## PROBLEM TO WORK ON
Below are some records; output exactly the lines from the line with "positive clicks: (296, 573)" to the line with "413L328 415L310 461L285", both ends kept, and nothing more.

## INFORMATION PROVIDED
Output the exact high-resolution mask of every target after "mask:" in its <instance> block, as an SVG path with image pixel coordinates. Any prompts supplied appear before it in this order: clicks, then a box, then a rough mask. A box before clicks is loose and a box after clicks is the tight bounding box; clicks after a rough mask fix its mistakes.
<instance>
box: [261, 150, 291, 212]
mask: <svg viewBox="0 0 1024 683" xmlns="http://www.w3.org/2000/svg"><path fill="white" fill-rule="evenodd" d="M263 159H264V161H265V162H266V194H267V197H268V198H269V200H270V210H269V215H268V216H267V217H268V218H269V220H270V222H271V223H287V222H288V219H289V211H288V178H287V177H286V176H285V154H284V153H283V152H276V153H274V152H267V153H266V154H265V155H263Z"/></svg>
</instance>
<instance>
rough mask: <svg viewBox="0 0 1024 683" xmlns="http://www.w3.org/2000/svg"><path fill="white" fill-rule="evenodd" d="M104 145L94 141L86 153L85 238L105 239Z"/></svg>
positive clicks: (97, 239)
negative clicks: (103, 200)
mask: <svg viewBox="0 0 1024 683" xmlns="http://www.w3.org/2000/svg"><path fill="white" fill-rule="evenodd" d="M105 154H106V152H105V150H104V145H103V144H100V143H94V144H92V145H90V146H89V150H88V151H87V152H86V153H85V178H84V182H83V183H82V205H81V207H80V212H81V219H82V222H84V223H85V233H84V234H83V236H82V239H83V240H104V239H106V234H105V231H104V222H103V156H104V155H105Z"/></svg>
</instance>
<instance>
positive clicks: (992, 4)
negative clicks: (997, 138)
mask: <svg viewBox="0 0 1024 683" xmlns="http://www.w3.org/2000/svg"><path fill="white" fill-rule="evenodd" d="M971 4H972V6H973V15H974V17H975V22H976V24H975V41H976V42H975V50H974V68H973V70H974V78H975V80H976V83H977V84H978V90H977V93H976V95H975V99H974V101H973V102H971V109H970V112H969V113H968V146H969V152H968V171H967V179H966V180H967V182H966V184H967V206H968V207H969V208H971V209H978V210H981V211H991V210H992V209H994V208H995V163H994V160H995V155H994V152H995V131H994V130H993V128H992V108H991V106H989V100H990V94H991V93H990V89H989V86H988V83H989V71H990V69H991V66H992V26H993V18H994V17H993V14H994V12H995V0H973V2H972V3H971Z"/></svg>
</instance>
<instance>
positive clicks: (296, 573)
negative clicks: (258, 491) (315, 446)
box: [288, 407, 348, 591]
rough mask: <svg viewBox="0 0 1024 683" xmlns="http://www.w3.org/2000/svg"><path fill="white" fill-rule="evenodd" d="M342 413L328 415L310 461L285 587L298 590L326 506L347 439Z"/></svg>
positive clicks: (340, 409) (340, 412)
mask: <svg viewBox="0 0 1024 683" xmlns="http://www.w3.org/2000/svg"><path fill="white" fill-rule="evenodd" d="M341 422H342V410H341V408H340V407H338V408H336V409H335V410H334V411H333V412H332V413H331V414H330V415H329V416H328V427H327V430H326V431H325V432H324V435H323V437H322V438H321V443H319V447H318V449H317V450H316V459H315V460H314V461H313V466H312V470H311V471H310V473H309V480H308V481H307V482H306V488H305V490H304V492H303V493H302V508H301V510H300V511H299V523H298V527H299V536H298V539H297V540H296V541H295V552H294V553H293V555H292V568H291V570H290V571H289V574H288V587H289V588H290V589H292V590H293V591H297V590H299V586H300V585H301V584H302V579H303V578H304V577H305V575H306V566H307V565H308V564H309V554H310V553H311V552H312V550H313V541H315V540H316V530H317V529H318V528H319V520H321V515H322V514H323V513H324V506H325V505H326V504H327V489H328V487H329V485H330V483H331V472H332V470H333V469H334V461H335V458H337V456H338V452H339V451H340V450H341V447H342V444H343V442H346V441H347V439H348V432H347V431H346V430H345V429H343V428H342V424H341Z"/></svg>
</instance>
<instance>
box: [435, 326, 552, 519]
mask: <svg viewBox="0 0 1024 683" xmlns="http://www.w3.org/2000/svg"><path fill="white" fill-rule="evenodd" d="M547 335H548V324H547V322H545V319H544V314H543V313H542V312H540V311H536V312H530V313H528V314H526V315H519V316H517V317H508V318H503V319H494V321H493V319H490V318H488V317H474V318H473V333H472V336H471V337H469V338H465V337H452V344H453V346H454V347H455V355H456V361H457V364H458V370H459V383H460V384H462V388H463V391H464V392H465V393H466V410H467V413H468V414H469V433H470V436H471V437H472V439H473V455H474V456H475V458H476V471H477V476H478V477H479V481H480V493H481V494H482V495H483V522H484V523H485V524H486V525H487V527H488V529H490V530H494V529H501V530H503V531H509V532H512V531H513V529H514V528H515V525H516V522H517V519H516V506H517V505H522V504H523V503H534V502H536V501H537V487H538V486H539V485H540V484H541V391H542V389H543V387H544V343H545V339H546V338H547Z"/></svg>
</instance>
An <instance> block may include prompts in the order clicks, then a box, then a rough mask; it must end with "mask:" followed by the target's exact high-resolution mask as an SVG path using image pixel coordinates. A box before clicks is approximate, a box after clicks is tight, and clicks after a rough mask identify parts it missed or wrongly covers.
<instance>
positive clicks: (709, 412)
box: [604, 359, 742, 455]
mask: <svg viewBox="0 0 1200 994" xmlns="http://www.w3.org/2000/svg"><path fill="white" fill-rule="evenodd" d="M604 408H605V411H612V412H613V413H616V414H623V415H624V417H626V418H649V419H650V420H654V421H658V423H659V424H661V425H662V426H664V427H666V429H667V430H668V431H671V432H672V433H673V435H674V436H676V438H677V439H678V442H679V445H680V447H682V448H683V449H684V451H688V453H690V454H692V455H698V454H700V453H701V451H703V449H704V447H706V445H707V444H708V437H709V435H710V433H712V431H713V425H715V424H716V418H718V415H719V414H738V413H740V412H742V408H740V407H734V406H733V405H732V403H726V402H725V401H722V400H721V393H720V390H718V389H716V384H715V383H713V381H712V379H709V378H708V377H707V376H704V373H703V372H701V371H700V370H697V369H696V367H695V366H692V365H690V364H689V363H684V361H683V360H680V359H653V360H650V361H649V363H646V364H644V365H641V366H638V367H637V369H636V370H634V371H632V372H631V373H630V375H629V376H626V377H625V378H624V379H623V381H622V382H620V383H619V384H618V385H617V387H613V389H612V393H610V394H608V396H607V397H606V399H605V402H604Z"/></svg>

## RESULT OF THE EXERCISE
positive clicks: (296, 573)
negative clicks: (258, 491) (315, 446)
box: [288, 407, 348, 591]
rough mask: <svg viewBox="0 0 1024 683" xmlns="http://www.w3.org/2000/svg"><path fill="white" fill-rule="evenodd" d="M342 413L328 415L310 461L285 587L298 590L326 506L347 439Z"/></svg>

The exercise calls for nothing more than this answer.